::: Document text
GRIMSBY’S fishing community and its supporters have welcomed the return of the town’s Fishermen’s Memorial Statue to St James’ Square as the transformation of this key public space reaches its final stages.
They have also highlighted the memorial’s importance and their plans to bring their annual Lost Fishermen’s service back to the Minster and the square later this year. An important part of the event is the laying of wreaths around the statue’s base.
The memorial had an early morning journey Friday, January 15th, as it was brought back to the square and lifted carefully into position. Designers of the new-look public area have realigned its position slightly with the fisherman facing towards the Minster. This will allow crowds to gather away from the main footpath in front of St James’ Hotel during the annual service. Since it has been away, it has also received a spruce-up with preservation and cleaning work undertaken by its creator, Lincolnshire-based artist Trevor Harries.
Gill Ross, the Chair of the Friends of Grimsby Fishermen’s Mission, said: “To have the statue is an opportunity for us all to be reminded of those who risked their lives for our national dish and for us to say thank you for that. The square is the perfect location for it, and we all look forward to the service returning there.”
She added how the charity was currently aware of more than 800 people and families in North East Lincolnshire who had connections with the fishing industry and other nautical jobs, such as the Merchant Navy, who were assisted by the Mission.
Echoing her words Port Missioner Suesan Brown, said: “Fishing remains one of, if not, the most dangerous peace time work and this memorial reminds us all of the risks to life and limb that every fisherman faced and continues to face when they leave the safety of harbour. Fishermen have provided a lifeline of food to this country, including during the worst times when the dangers are even greater. The now mostly retired fishermen of Grimsby knew each time they went out that it could be their last.”
The closure of the square for its major make-over, along with coronavirus restrictions, meant the 2020 annual service was cancelled in its usual format. Instead, a virtual event was recorded at Grimsby Fishing Heritage Centre for people to watch online.
Suesan added: “Sadly last year’s remembrance service could not go ahead as normal so I especially look forward to the service this year and I would like to add my thanks to all those involved in the Memorial, from the fundraisers to the artist.”
::::::
::: Data for analysis
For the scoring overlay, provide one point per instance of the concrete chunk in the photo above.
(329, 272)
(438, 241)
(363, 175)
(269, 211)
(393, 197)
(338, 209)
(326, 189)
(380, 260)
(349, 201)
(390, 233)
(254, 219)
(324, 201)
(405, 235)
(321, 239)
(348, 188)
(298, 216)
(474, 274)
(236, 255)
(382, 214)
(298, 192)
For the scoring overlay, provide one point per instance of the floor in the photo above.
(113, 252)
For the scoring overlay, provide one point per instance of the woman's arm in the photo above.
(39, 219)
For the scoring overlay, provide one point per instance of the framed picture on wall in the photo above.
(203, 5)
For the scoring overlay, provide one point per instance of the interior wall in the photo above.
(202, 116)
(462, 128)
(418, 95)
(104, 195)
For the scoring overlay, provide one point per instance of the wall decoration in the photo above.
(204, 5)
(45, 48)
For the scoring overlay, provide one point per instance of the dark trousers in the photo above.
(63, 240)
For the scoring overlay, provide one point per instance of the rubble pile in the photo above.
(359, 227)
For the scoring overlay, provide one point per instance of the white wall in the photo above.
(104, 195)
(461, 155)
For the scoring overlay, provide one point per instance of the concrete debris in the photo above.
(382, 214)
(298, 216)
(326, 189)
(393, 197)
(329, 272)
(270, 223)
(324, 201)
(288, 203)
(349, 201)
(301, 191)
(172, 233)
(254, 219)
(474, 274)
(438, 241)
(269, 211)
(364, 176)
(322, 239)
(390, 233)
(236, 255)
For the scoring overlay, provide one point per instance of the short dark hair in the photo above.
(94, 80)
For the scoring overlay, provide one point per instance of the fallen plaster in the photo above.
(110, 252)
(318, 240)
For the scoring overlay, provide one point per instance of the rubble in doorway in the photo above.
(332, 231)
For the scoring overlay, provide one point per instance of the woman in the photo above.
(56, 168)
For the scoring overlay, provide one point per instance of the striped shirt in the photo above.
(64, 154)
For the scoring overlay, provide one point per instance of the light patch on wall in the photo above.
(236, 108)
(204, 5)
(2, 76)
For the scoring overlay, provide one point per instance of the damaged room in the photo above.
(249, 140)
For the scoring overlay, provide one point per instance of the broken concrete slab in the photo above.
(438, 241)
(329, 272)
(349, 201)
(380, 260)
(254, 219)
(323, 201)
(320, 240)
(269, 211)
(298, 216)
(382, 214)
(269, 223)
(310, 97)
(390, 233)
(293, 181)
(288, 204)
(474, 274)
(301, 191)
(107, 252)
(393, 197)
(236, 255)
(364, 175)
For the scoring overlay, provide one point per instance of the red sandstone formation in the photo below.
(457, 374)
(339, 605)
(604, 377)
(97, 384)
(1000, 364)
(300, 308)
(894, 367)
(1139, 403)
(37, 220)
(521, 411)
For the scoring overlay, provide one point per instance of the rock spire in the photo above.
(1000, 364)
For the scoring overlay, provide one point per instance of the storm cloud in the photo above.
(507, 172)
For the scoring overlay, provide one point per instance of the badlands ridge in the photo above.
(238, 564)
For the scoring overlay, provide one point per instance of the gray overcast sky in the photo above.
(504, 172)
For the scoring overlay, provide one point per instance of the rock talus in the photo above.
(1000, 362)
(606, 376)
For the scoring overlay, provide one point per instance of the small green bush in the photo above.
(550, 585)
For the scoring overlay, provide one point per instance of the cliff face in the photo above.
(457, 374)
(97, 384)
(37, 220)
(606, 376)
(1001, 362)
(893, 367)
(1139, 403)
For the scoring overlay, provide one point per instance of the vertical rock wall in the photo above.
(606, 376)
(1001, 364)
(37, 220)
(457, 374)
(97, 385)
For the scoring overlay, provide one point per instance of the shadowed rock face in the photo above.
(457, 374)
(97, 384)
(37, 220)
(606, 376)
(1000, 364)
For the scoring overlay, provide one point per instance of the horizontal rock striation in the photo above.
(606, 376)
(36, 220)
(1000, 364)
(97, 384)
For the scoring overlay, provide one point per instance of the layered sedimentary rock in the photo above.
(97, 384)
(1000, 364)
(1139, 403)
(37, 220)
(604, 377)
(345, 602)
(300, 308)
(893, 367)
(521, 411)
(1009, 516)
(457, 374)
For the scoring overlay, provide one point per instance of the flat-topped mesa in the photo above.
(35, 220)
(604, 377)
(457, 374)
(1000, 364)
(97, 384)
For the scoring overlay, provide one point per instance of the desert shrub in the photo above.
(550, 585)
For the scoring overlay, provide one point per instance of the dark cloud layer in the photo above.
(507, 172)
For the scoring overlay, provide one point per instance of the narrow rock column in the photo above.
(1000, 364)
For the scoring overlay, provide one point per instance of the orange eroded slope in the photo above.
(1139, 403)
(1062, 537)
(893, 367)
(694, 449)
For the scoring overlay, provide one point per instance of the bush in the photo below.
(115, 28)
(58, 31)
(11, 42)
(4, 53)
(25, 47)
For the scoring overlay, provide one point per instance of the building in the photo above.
::::::
## Questions
1 > In the article about Grimsby's Fishermen's Memorial Statue, what does the repositioning of the statue in St James' Square allow for during the annual service?
2 > Retype the passage of the Grimsby memorial statue article starting at "They have also" and ending at "the statue’s base.".
3 > Continue the article about Grimsby's Fishermen's Memorial Statue from where it stops.

## Task answers
1 > The statue was realigned slightly so the fisherman faces the Minster. This lets crowds gather away from the main footpath in front of St James' Hotel during the annual service.

2 >
They have also highlighted the memorial’s importance and their plans to bring their annual Lost Fishermen’s service back to the Minster and the square later this year. An important part of the event is the laying of wreaths around the statue’s base.

3 >
The centre’s Acting Operations Officer David Ornsby, himself a descendant of fishermen, is looking forward to supporting the service’s return to the Minster and square to remember those lost. In the 1950s alone, more than 30 vessels set sail from the port of Grimsby never to return
“The Great Grimsby Lost Fishermen’s Memorial is a special part of our local fishing heritage. Staff here attend the annual service and work closely with the Friends of Grimsby Fishermen’s Mission to organise the annual Fishermen’s Reunion,” said David.
“Wreaths are laid against the memorial, providing another key reminder in our town centre of the dangers that local people faced in the industry. It is wonderful that this striking and authentically detailed memorial will form a key feature of the renovated St James’ Square, giving a place for reflection and recognition of the sometimes, tragic true price of fish,” he added.
David’s colleague at the Heritage Centre, former Skipper Dennis Avery leads tours of the floating museum the Ross Tiger trawler, of which he was at the helm for eight years.
He said: “The statue has to be in the square and needs to be maintained and looked after for people to realise what went on in the fishing industry, and also how much our town owes the fishermen, especially those who did not come back.”
Work on the main redevelopment of the square continues, with the majority finished later this month, when just the creative paving and artwork will be outstanding. The £1.8m overhaul to create a family-friendly space with new furniture, planting, lighting and CCTV is being managed by North East Lincolnshire Council’s regeneration partner ENGIE, with the main funding secured by the Humber Local Enterprise Partnership (Humber LEP) as part of the Government’s commitment to the Northern Powerhouse.
The artistic work is being developed as part of ‘Grimsby Creates’ – an umbrella brand for cultural activity over the next three years with support from the Cultural Development Fund, (CDF), which is funded by the Department for Digital, Culture, Media and Sport and administered by Arts Council England.